● WHAT THE TASK ASKS:
Pull out each line of the records that contains the string "yurt". Case counts.

● RECORD EXTRACTS:
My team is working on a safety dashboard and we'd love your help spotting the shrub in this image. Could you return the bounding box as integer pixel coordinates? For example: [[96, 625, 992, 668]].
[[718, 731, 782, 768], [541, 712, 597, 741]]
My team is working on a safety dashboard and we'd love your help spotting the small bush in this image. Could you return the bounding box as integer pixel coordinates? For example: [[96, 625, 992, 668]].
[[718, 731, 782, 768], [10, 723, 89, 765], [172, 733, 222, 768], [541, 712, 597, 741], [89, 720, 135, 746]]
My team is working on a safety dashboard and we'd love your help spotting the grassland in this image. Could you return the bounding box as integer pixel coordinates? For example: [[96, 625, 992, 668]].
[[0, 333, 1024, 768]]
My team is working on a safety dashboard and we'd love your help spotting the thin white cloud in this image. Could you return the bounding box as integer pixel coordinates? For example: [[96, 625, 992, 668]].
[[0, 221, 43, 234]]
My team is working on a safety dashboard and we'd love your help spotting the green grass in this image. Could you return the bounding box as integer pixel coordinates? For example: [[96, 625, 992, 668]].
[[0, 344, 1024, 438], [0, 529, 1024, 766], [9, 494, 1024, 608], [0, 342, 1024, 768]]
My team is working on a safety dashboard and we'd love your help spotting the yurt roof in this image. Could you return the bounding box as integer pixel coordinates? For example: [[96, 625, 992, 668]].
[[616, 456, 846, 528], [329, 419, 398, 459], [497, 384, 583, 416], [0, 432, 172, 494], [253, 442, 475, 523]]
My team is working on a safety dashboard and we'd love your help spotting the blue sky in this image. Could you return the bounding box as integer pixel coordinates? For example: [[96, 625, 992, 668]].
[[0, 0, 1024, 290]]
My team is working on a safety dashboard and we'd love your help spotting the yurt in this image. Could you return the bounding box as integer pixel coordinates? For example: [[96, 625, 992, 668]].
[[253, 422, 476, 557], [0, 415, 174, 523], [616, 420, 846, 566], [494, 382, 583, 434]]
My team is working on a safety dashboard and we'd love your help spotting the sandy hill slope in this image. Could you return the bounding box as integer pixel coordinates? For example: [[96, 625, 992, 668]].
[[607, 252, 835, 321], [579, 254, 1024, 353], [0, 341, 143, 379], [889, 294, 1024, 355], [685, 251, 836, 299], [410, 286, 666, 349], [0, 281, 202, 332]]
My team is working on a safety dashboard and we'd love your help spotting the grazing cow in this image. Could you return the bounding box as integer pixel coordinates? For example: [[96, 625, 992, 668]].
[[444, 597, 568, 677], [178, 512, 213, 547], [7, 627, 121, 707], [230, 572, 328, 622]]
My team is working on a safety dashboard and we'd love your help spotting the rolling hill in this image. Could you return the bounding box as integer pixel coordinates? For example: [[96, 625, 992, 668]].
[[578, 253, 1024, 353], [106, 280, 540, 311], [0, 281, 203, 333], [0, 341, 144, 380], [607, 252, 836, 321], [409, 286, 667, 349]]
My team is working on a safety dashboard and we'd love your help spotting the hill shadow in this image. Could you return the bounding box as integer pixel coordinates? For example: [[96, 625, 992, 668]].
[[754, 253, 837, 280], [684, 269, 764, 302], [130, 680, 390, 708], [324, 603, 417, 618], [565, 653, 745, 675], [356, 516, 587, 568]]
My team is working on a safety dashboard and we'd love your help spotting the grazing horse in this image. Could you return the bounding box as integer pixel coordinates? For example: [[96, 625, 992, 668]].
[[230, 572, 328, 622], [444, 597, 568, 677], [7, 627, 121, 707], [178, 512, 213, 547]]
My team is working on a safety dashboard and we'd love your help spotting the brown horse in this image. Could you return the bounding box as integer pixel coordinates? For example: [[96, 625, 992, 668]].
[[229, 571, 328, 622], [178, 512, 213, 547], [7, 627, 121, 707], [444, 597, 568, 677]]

● THE OUTPUT:
My team is working on a safety dashboard and we'd love your help spotting the yurt roof in this image. Could you return the bounding box as integer pixel coordinates? For example: [[96, 625, 992, 668]].
My team is working on a safety dashboard and we'd love your help spotting the yurt in this image. Could you return the bounding box as integer pixel coordinates? For example: [[96, 625, 992, 668]].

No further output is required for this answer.